* **ASSIGNED TASK**: Provide nothing except how many lines of the data contain the word "blue".

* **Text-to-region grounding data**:
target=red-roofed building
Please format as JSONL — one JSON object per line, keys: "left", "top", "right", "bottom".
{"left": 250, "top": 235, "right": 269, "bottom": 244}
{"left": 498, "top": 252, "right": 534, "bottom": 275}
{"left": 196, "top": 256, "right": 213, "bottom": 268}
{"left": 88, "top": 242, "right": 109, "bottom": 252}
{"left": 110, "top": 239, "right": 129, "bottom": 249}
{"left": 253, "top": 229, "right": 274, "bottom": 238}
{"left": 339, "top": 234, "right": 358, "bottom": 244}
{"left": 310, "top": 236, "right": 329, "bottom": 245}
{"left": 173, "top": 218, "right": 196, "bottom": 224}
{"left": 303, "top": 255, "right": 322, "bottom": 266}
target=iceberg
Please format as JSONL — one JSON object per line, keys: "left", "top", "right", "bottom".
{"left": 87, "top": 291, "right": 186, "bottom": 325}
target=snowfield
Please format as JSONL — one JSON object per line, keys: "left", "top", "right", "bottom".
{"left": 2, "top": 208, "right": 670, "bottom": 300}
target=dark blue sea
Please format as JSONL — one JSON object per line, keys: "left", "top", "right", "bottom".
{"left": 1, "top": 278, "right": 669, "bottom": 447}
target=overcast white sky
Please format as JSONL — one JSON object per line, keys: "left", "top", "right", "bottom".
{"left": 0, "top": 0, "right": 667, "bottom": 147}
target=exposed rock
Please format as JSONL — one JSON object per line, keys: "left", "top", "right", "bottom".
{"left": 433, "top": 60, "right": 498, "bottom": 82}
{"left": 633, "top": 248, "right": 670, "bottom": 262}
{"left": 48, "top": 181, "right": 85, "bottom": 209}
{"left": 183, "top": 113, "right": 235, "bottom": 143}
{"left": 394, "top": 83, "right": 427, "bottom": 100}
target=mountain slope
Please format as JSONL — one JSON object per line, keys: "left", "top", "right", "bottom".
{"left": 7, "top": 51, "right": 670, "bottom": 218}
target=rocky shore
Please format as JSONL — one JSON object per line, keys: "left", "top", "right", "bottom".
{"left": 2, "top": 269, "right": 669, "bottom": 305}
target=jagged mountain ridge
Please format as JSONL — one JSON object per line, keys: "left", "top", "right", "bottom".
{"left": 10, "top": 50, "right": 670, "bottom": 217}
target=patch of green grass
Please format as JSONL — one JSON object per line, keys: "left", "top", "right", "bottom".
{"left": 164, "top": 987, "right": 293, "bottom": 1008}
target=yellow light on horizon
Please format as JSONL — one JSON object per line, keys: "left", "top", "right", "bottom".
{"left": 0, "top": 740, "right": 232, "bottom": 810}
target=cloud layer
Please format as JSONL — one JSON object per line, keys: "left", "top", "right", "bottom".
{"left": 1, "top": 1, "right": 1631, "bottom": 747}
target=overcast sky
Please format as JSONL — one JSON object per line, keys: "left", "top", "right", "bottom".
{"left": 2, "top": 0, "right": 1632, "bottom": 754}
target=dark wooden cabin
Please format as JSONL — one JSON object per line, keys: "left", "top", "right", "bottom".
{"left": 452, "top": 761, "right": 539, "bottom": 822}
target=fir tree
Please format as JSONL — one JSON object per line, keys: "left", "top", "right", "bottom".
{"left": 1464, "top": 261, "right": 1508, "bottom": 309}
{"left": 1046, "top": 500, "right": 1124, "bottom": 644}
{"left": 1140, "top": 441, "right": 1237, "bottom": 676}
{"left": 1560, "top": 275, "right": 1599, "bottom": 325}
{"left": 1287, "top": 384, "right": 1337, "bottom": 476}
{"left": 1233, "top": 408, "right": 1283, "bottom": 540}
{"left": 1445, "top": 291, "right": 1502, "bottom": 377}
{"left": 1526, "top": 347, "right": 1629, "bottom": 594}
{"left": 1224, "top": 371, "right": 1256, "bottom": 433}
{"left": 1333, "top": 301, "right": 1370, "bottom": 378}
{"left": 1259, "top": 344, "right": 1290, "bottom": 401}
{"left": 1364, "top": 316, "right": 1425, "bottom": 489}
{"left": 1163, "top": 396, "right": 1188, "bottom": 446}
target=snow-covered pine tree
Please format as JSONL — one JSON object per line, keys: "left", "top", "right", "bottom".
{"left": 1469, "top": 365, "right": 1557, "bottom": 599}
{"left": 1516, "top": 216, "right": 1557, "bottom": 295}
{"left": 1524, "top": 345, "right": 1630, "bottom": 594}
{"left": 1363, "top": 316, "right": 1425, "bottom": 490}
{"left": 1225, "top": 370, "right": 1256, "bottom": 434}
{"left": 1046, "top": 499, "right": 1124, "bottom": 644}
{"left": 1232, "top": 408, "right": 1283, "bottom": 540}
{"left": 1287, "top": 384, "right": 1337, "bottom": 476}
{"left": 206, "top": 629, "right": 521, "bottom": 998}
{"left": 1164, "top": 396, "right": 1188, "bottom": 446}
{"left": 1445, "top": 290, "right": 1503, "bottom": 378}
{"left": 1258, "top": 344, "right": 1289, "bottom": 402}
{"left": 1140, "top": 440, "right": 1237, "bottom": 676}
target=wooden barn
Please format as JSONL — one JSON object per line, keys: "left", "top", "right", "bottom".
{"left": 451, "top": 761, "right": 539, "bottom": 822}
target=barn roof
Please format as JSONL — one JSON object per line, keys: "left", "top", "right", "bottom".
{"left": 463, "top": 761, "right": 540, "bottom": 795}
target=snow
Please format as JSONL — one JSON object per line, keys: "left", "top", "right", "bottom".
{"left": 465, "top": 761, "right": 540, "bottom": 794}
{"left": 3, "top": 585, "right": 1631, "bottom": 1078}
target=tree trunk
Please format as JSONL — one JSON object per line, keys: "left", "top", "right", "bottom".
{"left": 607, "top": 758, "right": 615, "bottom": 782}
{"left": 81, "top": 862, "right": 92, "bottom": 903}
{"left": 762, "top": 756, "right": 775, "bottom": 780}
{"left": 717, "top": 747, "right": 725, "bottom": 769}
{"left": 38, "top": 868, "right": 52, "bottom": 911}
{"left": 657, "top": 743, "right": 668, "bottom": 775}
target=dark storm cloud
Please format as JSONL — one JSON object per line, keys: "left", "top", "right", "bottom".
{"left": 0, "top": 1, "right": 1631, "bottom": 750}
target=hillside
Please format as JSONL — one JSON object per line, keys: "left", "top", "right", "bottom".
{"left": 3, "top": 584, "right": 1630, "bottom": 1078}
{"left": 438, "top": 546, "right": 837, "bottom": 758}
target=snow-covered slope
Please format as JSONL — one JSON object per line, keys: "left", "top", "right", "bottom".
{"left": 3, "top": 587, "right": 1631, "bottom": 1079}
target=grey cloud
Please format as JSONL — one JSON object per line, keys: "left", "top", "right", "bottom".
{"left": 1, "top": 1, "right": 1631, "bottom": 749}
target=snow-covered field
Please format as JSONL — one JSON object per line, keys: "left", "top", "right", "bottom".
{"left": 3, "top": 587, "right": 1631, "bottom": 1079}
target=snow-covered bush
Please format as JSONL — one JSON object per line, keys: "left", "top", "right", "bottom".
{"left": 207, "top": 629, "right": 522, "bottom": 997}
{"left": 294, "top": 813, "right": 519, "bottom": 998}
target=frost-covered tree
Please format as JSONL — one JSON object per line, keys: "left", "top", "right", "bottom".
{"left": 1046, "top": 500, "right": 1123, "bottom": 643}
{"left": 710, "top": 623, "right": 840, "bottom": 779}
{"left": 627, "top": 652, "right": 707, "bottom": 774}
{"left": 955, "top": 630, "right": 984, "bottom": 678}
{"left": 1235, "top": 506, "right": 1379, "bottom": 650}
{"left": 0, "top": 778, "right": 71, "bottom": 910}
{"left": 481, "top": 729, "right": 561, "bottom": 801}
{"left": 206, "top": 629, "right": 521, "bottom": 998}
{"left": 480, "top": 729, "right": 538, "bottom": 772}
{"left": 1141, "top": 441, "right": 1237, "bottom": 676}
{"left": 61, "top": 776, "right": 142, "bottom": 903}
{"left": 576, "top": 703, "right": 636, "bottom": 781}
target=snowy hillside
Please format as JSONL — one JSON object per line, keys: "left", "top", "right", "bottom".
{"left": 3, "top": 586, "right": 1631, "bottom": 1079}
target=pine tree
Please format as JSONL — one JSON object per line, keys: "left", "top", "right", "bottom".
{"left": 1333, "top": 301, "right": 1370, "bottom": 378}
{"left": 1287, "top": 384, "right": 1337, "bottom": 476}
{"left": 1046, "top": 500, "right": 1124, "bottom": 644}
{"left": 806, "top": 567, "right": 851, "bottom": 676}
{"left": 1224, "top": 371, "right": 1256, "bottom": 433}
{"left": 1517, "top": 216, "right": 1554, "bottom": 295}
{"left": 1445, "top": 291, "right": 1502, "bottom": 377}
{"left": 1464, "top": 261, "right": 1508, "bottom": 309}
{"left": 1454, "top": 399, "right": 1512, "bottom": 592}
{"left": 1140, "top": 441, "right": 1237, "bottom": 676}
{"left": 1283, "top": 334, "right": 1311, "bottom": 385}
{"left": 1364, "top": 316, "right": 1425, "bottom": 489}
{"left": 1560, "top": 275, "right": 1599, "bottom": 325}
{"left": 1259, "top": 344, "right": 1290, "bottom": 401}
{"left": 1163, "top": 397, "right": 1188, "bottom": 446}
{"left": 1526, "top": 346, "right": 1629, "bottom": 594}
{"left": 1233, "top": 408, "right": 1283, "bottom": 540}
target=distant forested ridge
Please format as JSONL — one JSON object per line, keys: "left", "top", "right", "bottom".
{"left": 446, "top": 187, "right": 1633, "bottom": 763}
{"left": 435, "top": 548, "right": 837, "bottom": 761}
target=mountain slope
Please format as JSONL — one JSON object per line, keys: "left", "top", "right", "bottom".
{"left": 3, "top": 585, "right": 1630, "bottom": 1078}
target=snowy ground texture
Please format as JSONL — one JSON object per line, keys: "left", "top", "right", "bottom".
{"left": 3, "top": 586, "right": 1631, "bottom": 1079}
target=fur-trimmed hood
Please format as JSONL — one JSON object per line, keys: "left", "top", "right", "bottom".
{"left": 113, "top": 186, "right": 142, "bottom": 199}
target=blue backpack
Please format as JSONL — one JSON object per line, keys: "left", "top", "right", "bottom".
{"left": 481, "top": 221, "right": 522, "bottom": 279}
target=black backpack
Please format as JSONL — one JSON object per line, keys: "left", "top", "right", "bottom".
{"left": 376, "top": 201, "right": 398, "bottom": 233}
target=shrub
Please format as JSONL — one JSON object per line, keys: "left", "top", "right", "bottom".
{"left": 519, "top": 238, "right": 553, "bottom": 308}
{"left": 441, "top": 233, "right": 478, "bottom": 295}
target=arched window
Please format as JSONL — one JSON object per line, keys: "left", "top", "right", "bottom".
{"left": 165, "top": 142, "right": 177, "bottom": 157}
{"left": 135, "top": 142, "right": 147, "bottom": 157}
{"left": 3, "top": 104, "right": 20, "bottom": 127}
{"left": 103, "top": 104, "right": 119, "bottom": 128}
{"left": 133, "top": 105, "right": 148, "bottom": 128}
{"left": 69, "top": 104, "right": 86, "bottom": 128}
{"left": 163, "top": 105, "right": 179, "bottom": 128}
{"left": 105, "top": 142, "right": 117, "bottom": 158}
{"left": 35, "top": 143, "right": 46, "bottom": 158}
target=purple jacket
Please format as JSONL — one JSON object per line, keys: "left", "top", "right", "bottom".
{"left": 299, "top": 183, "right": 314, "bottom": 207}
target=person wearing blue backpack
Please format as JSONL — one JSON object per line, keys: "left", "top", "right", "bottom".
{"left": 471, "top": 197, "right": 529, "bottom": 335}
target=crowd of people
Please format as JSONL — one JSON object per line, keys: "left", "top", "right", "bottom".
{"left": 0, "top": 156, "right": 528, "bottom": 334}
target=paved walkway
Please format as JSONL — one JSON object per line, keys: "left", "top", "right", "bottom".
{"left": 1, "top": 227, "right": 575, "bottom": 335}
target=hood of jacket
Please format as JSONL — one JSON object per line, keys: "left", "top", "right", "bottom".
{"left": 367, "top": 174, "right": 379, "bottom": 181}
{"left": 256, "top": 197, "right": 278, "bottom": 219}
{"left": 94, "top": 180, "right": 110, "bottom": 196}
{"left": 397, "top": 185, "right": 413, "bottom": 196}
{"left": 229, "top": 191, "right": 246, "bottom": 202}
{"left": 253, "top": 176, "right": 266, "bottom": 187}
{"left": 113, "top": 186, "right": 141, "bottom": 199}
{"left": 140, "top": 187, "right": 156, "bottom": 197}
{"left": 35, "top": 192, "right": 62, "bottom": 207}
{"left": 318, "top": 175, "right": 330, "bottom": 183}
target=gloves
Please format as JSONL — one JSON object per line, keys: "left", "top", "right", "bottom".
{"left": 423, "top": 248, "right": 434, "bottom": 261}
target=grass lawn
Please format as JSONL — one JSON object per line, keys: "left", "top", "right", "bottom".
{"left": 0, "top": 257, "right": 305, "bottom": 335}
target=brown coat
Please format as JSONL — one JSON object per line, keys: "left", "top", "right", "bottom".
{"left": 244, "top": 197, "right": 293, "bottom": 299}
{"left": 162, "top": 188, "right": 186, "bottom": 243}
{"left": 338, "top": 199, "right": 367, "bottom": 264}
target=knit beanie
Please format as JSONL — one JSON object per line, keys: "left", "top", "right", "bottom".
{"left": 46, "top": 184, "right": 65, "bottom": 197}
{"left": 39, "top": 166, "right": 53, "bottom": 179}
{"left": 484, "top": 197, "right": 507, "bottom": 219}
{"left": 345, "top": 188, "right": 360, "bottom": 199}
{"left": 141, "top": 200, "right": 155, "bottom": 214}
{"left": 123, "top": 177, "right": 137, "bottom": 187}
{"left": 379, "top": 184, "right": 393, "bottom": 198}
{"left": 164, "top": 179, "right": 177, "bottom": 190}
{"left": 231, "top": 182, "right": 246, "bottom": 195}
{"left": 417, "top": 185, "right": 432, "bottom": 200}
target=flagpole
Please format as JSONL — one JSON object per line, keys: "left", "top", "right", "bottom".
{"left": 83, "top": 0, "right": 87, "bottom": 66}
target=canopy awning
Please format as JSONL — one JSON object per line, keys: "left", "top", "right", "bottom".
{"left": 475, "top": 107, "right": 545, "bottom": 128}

* **RESPONSE TO THE TASK**: 3